Extract provided –
==*==

Weak DH primes and openssh

mancha mancha1 at zoho.com
Thu May 28 01:48:09 AEST 2015


On Wed, May 27, 2015 at 02:06:12PM +0200, Aris Adamantiadis wrote:
> If the primality test is such a problem, one could implement a variant
> to the AKS polynomial time primality test:
> https://en.wikipedia.org/wiki/AKS_primality_test
> https://math.dartmouth.edu/~carlp/aks041411.pdf
> 
> This test (and variants) are not statistical. I have no idea if they
> work in reasonable time on 1024-4096bits prime candidates.
> 
> Aris
> 
> Le 27/05/15 04:55, mancha a écrit :
> > On Tue, May 26, 2015 at 03:10:01PM -0400, Daniel Kahn Gillmor wrote:
> >> Does anyone have a pointer to any decent free software for generating
> >> and verifying primality proofs?
> >>
> >>           --dkg
> >
> > OpenSSH generates strong pseudoprimes to k random bases (that if prime
> > would be "safe primes"). I think Darren uses k=100 (confirmation?) so
> > the way the math works out, each number he generates has at most a
> > 1/(4^100) probability of being composite. 
> >
> > In comparison, it's estimated the odds of getting crushed to death by a
> > vending machine are 1 in 112 million.
> >
> > Death-by-chocolate-bar is about
> > 14,347,661,109,455,270,317,338,947,253,046,094,665,376,812,444,489,221
> > more likely to happen to you than having a given "Darren-prime" turn out
> > to be composite.
> >
> > The take-away, of course, is to always snack responsibly.

==*==

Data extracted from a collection
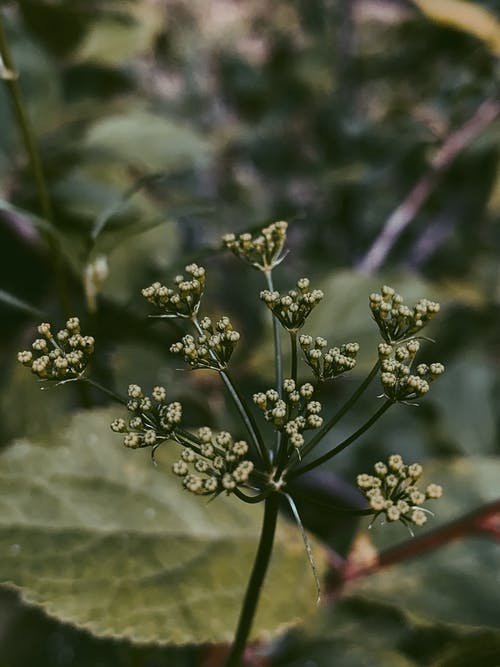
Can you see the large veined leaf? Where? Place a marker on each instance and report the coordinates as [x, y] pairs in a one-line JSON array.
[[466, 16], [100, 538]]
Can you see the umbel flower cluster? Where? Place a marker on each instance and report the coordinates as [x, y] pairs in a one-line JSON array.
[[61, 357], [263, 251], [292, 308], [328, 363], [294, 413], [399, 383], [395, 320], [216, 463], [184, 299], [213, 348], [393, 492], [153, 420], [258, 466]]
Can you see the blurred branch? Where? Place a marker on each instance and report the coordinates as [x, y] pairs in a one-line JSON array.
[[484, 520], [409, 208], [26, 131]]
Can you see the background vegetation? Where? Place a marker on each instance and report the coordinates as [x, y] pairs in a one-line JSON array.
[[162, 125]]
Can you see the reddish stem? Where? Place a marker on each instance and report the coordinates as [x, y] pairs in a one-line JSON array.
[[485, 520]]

==*==

Set problem –
Answer these questions about the message on weak DH primes and OpenSSH:
(a) Which primality test does Aris Adamantiadis suggest implementing a variant of?
(b) Who asked for a pointer to free software for generating and verifying primality proofs?
(c) What are the estimated odds of getting crushed to death by a vending machine?

Task response –
(a) The AKS polynomial time primality test.
(b) Daniel Kahn Gillmor.
(c) 1 in 112 million.